(Document segment begins)
Colin L. Powell, with Joseph E. Perisco, My American Journey. Random House, 643 pp., $25.95.
Rather than diminish the readership for My American Journey, General Colin Powell’s announcement that he would join the Republican party but not seek its nomination for the Presidency should spur more Americans to read this extraordinary biography. For General Powell’s joining our party signifies a turning-point in expanding the appeal of conservative principles.
If all the characters in My American Journey were fictional, the book would be well worth reading. The reality of the settings and the wealth of technical detail rival Tom Clancy at his best. Readers come away with knowledge of what it was like to grow up in New York City in the mid-twentieth century, what it was like to be black in the South at that time, and what it was like to serve in the American Army in the second half of the century. They understood better what went wrong in Vietnam. They gain a grasp of the inner workings of the Executive Branch of our government. They are given an authoritative course in world geopolitics over the past two decades.
The story is true life Horatio Alger. The son of Jamaican immigrants, working people who were able to move from an apartment in the Bronx to a Queens bungalow only by hitting a big payoff in the numbers game, goes from unloading trucks at a baby furnishings and toy store and mopping floors in a Pepsi plant to being an advisor to the highest rank in the Army and the youngest ever to hold the military’s top job, from having to use unisex colored bathrooms when he traveled in the South to the prospect of becoming the first black President of the United States. If it were fiction, the book would be worth reading for the history it contains, but readers would find the story too implausible for belief. The Powell journey was the product of exemplary character and hard, smart work, nothing more and nothing less.
The Powell reviewers and critics who trouble me most are those who suggest that his political philosophy is somehow incompatible with the Republican party.
Powell believes that “Every tax dollar taken away from a consumer or a business is a dollar that will be spent less efficiently than if left in private hands.” He says correctly that “the great domestic challenge of our time is to reconcile the necessity for fiscal responsibility with the explosive growth in entitlement programs,” and that we have to face up to reducing the entitlement system or raise taxes to pay for it we cannot continue to pass on to “our children and grandchildren the crushing debt that we are currently amassing as their inheritance.” He supports affirmative action as long as it “promotes equal consideration, not reverse discrimination.” He sums up his political philosophy with these words: “I am a fiscal conservative with a social conscience.”
Finally, it is clear to me that he would like to lead us to an America like the one he knew where what counted was not only what minority group you happened to fall into, but what you did, and the one he knew in his Army career, where the result of equal performance was equal advancement.
I am a proud member of the Republican party, whose conservative credentials are beyond question. I believe deeply in the big tent idea advocated so effectively by Bill Brock, Lee Atwater, and Jack Kemp. The big story about Colin Powell is not that he declined to enter the political fray for 1996, but rather that he joined our Republican ranks, meaning our party is the truly national one. We Republicans are ready to govern.
J. Kenneth Blackwell is Treasurer of the State of Ohio.
(Document segment ends)
(Given data begins)
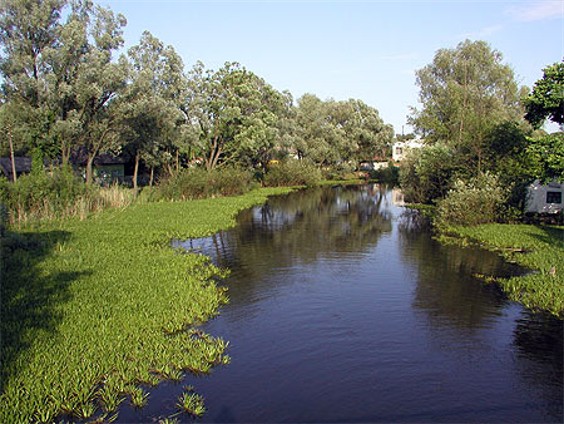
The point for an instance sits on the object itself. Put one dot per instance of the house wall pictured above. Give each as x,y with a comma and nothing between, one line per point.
400,149
539,196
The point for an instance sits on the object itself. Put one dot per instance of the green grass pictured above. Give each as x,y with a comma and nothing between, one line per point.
539,248
94,310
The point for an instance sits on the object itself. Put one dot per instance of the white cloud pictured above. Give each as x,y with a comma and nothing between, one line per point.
538,10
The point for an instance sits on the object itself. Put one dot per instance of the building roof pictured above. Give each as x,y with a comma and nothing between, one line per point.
23,165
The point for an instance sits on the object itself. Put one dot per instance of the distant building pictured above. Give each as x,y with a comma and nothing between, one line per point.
23,166
400,149
545,199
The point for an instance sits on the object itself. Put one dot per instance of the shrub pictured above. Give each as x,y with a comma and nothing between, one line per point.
478,201
292,173
58,193
427,174
390,174
198,183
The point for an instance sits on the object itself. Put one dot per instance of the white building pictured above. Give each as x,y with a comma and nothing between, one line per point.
545,198
400,149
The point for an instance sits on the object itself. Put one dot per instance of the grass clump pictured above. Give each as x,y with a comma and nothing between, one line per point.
91,309
539,248
56,194
191,403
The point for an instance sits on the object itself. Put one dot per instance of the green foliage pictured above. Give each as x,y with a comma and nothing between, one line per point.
191,403
539,248
386,175
465,92
546,155
477,201
57,194
426,174
547,98
45,195
339,134
292,172
198,183
104,305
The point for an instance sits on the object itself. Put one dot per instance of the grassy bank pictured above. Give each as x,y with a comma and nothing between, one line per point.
94,311
539,248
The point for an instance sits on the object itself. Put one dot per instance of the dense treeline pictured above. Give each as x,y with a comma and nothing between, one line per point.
483,143
67,95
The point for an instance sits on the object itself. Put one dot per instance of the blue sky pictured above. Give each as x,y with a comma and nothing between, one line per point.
367,50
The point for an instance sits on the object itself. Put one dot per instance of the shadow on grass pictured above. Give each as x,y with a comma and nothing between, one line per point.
29,300
552,235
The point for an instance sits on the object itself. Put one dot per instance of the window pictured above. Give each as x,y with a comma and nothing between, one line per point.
553,197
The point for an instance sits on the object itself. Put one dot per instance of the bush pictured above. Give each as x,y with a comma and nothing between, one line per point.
56,194
426,174
292,173
390,174
478,201
198,183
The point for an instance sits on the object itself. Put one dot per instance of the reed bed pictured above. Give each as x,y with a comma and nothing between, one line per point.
539,248
95,312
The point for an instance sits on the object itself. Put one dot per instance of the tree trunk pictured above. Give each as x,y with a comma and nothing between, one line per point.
12,156
89,169
135,171
65,154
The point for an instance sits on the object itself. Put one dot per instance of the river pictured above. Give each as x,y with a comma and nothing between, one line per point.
344,309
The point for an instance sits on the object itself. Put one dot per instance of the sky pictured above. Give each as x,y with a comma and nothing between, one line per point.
367,50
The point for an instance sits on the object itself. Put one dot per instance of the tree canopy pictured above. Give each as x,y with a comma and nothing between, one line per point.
547,98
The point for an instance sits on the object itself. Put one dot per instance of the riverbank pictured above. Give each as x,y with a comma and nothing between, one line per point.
95,310
538,248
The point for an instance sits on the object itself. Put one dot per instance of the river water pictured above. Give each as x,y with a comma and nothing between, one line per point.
344,309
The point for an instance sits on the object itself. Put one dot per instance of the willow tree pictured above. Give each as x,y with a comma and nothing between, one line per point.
236,114
57,67
547,97
151,108
333,133
465,93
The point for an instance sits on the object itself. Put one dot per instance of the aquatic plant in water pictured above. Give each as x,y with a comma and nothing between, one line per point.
91,309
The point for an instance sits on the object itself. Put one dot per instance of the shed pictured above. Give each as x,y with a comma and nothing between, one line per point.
23,166
545,198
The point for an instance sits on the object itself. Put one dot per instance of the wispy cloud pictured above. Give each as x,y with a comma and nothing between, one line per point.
483,33
538,10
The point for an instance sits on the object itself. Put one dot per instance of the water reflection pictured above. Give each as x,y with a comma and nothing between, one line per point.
344,309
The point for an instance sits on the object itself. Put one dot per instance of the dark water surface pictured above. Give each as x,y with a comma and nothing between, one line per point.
343,309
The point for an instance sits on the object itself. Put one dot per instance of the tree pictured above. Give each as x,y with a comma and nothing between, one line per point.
546,155
28,33
61,74
151,109
334,133
465,93
236,114
547,97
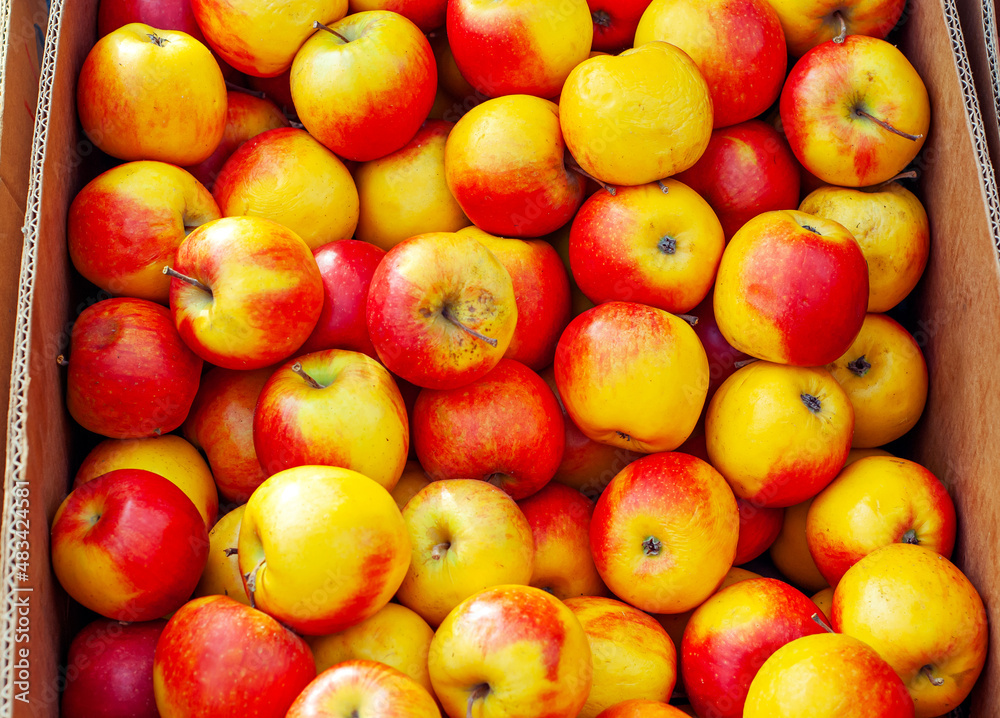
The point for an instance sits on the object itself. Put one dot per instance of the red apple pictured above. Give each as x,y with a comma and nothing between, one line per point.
130,374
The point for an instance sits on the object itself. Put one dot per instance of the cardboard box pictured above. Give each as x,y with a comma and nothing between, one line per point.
959,316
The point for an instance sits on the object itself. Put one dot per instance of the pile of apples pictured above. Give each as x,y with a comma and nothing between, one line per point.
505,334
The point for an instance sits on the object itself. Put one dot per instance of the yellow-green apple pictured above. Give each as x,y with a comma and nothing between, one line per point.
322,548
779,434
657,244
395,636
245,292
109,670
364,688
505,428
525,47
364,86
467,536
640,534
896,249
287,162
792,288
130,374
170,456
855,113
738,46
333,408
222,576
406,193
559,518
219,658
220,423
247,116
121,88
129,545
511,650
827,676
730,636
633,656
507,165
347,267
441,310
541,292
636,117
874,502
808,24
128,222
885,375
632,376
262,39
746,170
923,616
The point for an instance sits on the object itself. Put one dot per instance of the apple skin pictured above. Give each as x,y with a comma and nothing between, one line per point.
347,267
129,545
265,297
505,162
505,428
126,224
220,658
512,650
423,281
366,98
730,636
746,170
128,67
130,374
355,419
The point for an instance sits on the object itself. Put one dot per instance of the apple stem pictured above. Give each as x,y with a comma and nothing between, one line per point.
886,126
317,25
468,330
170,272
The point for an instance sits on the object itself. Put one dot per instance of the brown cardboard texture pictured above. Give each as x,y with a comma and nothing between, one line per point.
959,315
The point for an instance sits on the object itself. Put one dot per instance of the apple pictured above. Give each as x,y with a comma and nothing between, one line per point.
732,634
130,375
637,117
109,671
219,658
633,656
746,170
640,534
364,688
511,650
122,82
364,85
322,548
506,164
632,376
467,535
129,545
738,46
855,113
220,423
441,310
559,518
505,428
246,292
874,502
170,456
657,244
792,288
332,408
525,47
128,222
923,616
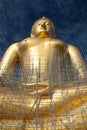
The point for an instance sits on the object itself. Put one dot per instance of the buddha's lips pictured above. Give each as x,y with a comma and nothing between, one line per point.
43,35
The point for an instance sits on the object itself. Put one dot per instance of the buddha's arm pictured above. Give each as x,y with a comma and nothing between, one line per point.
8,63
77,61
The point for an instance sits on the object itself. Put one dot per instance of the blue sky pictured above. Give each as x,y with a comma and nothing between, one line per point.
69,17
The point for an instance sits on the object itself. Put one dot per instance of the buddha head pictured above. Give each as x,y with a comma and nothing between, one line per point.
43,27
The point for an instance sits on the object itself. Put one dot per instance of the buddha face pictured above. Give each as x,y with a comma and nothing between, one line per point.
43,25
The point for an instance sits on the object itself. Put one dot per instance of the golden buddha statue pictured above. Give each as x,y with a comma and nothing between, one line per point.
47,87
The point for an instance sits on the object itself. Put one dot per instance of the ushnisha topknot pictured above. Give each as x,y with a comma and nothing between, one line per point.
51,33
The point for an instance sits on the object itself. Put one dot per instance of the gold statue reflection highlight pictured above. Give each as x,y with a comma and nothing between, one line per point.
51,85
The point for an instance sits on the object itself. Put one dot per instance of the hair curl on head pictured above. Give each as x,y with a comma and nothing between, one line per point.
53,31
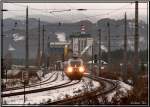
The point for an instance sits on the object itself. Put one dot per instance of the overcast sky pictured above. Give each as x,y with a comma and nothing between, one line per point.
94,12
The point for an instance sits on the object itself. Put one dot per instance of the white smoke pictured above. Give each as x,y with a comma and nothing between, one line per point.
61,36
104,48
11,48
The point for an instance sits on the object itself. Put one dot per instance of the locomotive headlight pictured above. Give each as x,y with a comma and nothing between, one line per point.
81,69
69,69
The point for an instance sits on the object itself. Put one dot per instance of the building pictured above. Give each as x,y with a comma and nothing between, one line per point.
58,50
80,42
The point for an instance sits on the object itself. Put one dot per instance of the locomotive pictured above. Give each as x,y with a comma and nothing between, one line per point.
75,68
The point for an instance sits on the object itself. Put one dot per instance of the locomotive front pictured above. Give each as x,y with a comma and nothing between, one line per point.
75,69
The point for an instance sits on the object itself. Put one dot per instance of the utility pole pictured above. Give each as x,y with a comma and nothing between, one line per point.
27,47
136,43
43,53
92,59
99,51
109,56
125,48
38,51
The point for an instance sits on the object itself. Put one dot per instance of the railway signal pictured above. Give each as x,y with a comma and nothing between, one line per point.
95,58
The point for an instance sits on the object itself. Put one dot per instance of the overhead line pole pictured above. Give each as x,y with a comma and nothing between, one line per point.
43,54
99,51
125,48
109,56
27,47
136,43
38,54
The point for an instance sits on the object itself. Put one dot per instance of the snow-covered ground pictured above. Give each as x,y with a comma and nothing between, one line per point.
123,89
85,84
17,82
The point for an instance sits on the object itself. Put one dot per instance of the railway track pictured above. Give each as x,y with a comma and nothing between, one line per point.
36,84
66,84
107,86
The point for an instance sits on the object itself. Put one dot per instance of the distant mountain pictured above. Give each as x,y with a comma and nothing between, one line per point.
116,33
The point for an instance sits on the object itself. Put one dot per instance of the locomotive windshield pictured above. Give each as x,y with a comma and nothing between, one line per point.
75,63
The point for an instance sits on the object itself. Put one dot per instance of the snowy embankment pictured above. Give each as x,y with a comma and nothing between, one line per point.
57,82
85,84
121,91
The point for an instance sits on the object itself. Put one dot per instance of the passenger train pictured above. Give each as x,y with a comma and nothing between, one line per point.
75,68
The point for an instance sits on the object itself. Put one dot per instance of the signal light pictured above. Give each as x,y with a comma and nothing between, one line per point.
69,69
81,69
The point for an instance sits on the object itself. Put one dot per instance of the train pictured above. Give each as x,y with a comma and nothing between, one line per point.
75,68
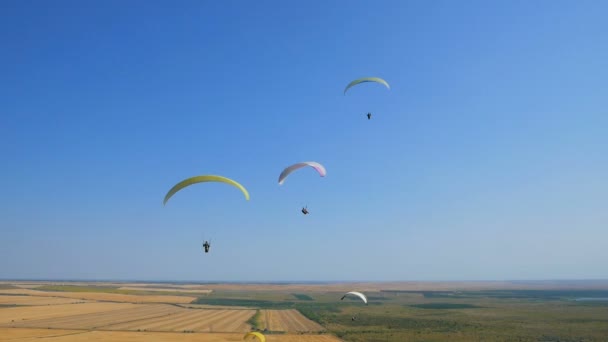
(Given data ends)
Exercise set ::
1. In the review of My American Journey, how were Powell's parents able to move from a Bronx apartment to a Queens bungalow?
2. Explain why the review of My American Journey says Powell's announcement about the Republican party should lead more Americans to read the book.

Solutions below ::
1. They hit a big payoff in the numbers game.

2. Powell announced that he would join the Republican party but not seek its nomination for President. The reviewer says his joining the party marks a turning point in widening the appeal of conservative principles, so the news should spur more Americans to read the book.